Task requirements: Copy out the lines from the one that has "Category: man's nose" through the one that has "pixel 396 99", keeping every line. Scale the answer's point coordinates by 2.15, round to whole numbers with halves going up, leave all other numbers unchanged, and leave the picture out.

>> START Dataset records

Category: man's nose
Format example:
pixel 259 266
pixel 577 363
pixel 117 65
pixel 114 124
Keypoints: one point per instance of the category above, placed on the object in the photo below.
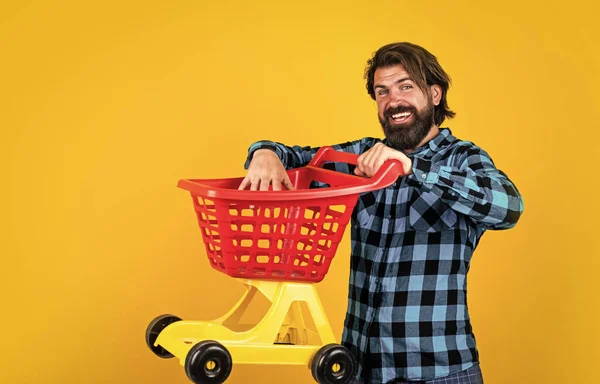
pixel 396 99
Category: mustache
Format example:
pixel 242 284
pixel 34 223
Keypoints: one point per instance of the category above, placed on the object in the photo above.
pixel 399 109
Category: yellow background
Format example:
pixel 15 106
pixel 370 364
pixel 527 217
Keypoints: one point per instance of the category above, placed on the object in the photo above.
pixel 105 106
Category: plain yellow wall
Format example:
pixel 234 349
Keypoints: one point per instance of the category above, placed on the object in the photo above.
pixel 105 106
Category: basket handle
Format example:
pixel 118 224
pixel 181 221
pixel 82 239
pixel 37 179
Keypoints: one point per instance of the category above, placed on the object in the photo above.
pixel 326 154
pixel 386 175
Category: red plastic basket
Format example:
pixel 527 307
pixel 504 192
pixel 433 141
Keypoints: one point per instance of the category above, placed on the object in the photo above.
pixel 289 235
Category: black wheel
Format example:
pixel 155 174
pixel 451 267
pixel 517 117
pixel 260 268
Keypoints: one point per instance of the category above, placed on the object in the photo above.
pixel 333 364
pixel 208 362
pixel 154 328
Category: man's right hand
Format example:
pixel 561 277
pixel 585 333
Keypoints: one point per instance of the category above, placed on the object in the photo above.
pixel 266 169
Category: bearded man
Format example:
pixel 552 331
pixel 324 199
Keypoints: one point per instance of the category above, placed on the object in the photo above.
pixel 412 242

>> END Dataset records
>> START Dataset records

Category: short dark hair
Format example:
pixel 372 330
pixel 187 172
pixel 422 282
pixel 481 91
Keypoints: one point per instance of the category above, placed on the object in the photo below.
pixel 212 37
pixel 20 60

>> END Dataset records

Solution:
Category: man's nose
Format example:
pixel 259 266
pixel 577 363
pixel 117 65
pixel 114 124
Keypoints: one point per instance of the category above, placed on the object in the photo below.
pixel 851 213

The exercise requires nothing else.